§ **Problem description**
Can you write out the article on vision and road safety word for word, starting at "The figures for" and stopping after "average of 25/1M."?

§ **Given passage**
New Delhi, Sep 11, 2017: With a staggering 550 million Indians — close to half the population — living with uncorrected refractive errors, the major cause of road accidents, and 63 percent of the world’s population in need of vision correction, two major stakeholders have come together to address the issue in this country and globally.

“Poor vision plays a critical role in safe driving, but we know that much of that could be avoided. According to an analysis by Boston Consulting Group, 23 per cent of drivers have uncorrected vision, but in India that number is 46 per cent — the highest of any country in the world,” Jayanth Bhuvaraghan, Chief Mission Officer of French lensmaker Essilor International, told IANS during a visit here of the three-year partnership with the Fédération Internationale de l’Automobile (FIA).

The “Action for Road Safety” partnership aims to create awareness on this global health issue and highlight the importance of regular eye checks for safe driving. The call to “Check Your Vision” will be commonly promoted towards local authorities, institutions, NGOs, eye care & medical professionals, driving schools and road users, among others, he added.

The figures for India are horrifying with some 138,000 people being killed in road accidents each year. Last week, Minister for Road Transport & Highways Nitin Gadkari released the annual publication, ‘Road Accidents in India – 2016’, which revealed that fatalities resulting from these accidents have risen by about 3.2 per cent.

According to the Home Ministry, there was a 17.6 per cent increase in road accident deaths from 2008 to 2012, and 50 per cent of those who died were aged between 15 and 34.

“Something must be changed,” exclaimed Kristan Gross, Global Executive Director of the Vision Impact Institute, which is funded by the Essilor Social Impact Fund.

Speaking about the initiative in India, Bhuvaraghan noted that access to optometric eye care is limited, as there are approximately seven doctors of optometry per 1 million people across India, well below the world average of 25/1M.

Also Read: Unnatural deaths mostly due to road accidents in India: Report 

“But there is one other key barrier to corrected vision that we must still address: Acceptance. In India, stigmas exist around spectacle wear for all ages, but it is a tremendous issue for those in the professional driving industry.

“We have heard from many in this industry that wearing spectacles can be seen as a weakness or a visible defect. Therefore, many drivers are not wearing the correction they need, even when it is prescribed. Drivers were fearful of not being hired if they are thought to be defective,” he added.

To this end, The Vision Impact Institute is working to break down these stigmas through education, utilising the personal testimonies of other drivers for which vision correction and eye protection have been a benefit rather than a drawback, Gross explained.

§ **Data for analysis**
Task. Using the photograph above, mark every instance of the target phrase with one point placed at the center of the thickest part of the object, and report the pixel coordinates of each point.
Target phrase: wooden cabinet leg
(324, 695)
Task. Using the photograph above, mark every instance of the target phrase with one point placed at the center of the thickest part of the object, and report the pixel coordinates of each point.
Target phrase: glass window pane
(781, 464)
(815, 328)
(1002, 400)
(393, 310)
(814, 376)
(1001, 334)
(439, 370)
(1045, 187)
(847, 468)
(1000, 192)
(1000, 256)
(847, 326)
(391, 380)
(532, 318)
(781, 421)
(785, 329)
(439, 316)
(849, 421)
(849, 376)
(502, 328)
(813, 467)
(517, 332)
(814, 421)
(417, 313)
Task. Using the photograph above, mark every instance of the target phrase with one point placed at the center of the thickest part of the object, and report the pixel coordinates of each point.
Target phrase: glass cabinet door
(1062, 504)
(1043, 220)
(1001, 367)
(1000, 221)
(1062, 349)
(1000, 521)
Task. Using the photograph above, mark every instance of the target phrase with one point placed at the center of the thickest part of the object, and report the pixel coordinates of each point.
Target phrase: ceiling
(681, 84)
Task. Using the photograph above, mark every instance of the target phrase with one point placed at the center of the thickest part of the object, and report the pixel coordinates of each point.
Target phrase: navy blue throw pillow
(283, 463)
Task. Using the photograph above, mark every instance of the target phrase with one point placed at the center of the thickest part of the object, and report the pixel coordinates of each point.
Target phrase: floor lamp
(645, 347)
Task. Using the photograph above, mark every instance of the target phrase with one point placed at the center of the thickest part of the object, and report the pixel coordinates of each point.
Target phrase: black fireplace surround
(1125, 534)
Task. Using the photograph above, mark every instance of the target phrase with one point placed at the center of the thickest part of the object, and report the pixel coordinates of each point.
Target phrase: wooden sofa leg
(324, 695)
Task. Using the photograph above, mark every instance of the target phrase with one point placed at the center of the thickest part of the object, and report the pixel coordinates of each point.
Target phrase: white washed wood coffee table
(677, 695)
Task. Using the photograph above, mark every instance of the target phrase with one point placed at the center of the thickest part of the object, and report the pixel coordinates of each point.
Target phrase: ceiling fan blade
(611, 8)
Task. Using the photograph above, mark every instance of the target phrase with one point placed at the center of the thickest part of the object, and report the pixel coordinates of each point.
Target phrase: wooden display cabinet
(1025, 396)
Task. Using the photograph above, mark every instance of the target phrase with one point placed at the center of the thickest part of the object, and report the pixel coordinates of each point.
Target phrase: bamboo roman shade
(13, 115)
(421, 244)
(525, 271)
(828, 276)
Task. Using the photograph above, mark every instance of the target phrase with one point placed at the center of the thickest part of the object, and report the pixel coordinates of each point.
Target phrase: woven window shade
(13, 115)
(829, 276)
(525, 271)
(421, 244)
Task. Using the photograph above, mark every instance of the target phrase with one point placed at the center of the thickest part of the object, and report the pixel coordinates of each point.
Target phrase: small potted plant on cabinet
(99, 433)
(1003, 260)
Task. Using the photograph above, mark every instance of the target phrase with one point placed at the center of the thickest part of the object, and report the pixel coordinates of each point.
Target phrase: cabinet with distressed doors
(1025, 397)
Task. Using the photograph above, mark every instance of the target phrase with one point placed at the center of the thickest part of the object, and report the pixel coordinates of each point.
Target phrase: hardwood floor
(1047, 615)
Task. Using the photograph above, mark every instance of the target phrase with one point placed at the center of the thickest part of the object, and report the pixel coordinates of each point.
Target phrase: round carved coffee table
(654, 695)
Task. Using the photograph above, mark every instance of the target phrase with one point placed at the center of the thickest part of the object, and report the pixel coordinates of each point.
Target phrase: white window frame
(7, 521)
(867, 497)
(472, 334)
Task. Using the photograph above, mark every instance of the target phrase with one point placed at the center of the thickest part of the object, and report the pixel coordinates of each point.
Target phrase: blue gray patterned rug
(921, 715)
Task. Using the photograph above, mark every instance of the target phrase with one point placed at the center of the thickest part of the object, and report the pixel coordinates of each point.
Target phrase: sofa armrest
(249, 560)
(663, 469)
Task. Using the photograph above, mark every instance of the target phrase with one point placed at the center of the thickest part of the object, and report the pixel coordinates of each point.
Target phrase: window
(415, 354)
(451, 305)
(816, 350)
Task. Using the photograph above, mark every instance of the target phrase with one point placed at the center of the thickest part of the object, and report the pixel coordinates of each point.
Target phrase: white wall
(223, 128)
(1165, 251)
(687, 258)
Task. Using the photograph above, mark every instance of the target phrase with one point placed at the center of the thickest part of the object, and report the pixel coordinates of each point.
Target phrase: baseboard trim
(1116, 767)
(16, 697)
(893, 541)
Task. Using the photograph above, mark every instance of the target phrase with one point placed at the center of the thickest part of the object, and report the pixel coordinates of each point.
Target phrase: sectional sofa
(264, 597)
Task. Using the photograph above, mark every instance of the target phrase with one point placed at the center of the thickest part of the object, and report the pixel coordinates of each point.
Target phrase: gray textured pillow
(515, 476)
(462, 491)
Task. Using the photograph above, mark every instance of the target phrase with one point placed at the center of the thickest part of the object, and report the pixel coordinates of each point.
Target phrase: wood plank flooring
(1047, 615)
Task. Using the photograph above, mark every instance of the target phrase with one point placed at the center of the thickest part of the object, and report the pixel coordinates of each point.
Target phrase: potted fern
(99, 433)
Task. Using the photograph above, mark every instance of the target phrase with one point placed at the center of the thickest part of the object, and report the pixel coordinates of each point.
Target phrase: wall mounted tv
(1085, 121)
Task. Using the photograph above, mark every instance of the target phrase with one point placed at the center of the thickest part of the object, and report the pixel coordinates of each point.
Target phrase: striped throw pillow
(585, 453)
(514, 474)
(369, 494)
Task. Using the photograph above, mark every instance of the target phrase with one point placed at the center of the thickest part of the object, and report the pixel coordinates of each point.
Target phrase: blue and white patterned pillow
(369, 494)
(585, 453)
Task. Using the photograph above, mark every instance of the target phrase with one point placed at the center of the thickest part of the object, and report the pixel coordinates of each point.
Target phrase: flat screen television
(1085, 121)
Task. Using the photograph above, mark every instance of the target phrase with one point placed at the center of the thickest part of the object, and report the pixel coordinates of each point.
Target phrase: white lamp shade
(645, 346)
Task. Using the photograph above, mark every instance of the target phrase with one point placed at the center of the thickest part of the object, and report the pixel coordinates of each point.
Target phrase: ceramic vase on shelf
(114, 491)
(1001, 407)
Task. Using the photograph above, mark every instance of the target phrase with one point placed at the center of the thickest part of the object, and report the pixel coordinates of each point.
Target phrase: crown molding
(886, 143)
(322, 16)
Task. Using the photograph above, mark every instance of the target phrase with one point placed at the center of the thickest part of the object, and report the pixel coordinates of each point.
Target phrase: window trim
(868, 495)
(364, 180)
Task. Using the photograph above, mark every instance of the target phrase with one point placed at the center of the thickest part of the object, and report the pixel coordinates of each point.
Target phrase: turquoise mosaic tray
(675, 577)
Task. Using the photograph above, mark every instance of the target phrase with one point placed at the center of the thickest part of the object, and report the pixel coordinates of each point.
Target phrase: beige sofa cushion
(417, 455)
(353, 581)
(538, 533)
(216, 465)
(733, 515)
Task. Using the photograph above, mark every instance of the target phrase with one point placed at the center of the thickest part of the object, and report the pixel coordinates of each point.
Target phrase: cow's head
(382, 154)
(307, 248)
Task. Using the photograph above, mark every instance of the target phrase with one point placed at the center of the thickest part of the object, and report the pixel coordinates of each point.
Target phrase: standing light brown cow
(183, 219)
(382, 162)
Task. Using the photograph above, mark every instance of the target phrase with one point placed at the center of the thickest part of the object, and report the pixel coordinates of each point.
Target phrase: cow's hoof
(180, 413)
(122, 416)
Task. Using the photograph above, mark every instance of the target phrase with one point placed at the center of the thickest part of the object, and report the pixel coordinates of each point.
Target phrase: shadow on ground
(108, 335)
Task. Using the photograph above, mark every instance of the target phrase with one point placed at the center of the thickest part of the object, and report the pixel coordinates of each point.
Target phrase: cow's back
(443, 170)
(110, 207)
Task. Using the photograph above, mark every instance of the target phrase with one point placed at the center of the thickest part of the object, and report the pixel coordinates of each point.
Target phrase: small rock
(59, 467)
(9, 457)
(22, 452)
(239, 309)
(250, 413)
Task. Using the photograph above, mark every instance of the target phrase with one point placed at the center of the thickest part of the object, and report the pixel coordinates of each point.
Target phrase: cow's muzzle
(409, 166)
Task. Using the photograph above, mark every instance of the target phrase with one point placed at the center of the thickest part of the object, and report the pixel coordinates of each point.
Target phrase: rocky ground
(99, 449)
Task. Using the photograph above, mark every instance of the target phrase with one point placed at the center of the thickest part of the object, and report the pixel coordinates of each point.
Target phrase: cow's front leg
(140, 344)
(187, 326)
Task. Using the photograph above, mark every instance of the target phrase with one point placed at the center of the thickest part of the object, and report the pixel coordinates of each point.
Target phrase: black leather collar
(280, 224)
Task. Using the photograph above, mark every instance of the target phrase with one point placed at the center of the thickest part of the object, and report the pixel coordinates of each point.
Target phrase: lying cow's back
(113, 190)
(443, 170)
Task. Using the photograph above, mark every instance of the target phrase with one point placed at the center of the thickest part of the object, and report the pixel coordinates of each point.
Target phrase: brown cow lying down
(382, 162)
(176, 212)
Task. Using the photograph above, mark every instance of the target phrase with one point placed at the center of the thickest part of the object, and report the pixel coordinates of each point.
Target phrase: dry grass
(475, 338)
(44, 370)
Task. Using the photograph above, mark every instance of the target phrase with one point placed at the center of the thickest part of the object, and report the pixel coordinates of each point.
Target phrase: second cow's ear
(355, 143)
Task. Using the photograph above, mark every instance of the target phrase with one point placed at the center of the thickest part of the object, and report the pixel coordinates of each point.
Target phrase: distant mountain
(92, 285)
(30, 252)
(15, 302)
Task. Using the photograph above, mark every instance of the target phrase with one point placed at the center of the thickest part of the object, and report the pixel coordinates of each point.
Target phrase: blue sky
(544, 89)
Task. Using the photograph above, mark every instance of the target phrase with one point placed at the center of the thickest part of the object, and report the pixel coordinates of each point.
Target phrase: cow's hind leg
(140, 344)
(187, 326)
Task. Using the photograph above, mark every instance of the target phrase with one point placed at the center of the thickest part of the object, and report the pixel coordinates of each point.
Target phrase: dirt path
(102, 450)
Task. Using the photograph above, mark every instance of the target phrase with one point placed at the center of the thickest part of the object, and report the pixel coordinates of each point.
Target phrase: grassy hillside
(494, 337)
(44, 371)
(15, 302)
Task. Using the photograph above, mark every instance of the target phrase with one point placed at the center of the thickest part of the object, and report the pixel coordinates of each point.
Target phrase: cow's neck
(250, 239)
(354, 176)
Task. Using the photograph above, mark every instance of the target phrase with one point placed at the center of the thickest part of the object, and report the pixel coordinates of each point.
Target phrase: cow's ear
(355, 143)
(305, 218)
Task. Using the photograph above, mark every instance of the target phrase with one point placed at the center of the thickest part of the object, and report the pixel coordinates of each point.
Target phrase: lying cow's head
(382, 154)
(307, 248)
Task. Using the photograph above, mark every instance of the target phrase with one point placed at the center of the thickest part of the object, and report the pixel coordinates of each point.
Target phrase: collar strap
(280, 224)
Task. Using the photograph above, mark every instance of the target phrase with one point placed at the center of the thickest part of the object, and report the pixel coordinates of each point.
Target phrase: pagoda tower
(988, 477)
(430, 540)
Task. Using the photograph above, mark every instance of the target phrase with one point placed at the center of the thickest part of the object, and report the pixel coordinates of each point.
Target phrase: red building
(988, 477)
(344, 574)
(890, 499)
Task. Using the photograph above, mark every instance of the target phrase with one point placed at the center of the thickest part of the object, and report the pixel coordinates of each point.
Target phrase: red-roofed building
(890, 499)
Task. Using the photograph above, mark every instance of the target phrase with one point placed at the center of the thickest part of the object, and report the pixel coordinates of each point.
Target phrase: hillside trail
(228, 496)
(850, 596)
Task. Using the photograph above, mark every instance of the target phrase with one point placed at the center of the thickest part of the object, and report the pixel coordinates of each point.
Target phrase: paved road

§ **Response**
The figures for India are horrifying with some 138,000 people being killed in road accidents each year. Last week, Minister for Road Transport & Highways Nitin Gadkari released the annual publication, ‘Road Accidents in India – 2016’, which revealed that fatalities resulting from these accidents have risen by about 3.2 per cent.

According to the Home Ministry, there was a 17.6 per cent increase in road accident deaths from 2008 to 2012, and 50 per cent of those who died were aged between 15 and 34.

“Something must be changed,” exclaimed Kristan Gross, Global Executive Director of the Vision Impact Institute, which is funded by the Essilor Social Impact Fund.

Speaking about the initiative in India, Bhuvaraghan noted that access to optometric eye care is limited, as there are approximately seven doctors of optometry per 1 million people across India, well below the world average of 25/1M.